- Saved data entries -
*-*-*

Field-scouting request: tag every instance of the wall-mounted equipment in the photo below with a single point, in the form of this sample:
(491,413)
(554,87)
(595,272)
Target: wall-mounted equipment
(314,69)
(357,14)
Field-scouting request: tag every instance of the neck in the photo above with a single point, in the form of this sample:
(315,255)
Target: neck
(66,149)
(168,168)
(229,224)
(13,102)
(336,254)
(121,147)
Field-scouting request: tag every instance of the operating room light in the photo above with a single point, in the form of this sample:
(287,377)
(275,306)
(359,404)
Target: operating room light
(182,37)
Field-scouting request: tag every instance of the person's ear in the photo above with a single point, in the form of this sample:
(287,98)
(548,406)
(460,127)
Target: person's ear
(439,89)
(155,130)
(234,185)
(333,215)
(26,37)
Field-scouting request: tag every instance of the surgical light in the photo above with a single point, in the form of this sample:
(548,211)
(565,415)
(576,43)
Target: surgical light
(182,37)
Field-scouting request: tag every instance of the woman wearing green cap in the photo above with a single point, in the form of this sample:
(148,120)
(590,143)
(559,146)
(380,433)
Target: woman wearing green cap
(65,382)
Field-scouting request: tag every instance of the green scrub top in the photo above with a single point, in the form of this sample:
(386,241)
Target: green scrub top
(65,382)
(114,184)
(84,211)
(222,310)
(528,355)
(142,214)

*-*-*

- EXERCISE DESCRIPTION -
The answer must be the full data, repeated word for word.

- RESPONSE -
Field-scouting request: tag every instance of the wall-mounted equipment in the photo below with a single point, in the form of this sample:
(491,413)
(554,87)
(595,272)
Target: wall-mounted equipment
(314,69)
(357,14)
Field-scouting request: tag every instance of the neck in the photo above with a single point, in the form of this sample:
(315,255)
Target: neck
(66,149)
(168,168)
(229,224)
(13,102)
(336,254)
(121,147)
Field-scouting request: tag every instance of the operating room light in the photo above with a single point, in the form of this sample:
(287,377)
(275,306)
(359,404)
Target: operating room light
(182,37)
Field-scouting request: tag every instance of the person's ear in the photo above with a single point, in the form of this sample:
(287,98)
(548,406)
(460,127)
Target: person's ear
(439,89)
(155,130)
(234,185)
(333,215)
(26,37)
Field-scouting request: tag every instance of the surgical light in the photo above with a single point, in the form of this sample:
(548,211)
(565,415)
(576,43)
Target: surgical light
(182,37)
Field-scouting request: tag every instance of the woman wearing green cap in the photo above with a single point, in the form of this sample:
(148,120)
(590,143)
(559,146)
(380,433)
Target: woman wearing green cap
(65,382)
Field-scouting request: tag every instance of the green scrub top in the photo above with a single point, in the form of this sample:
(386,241)
Target: green scrub top
(65,382)
(114,184)
(84,211)
(222,310)
(528,355)
(142,214)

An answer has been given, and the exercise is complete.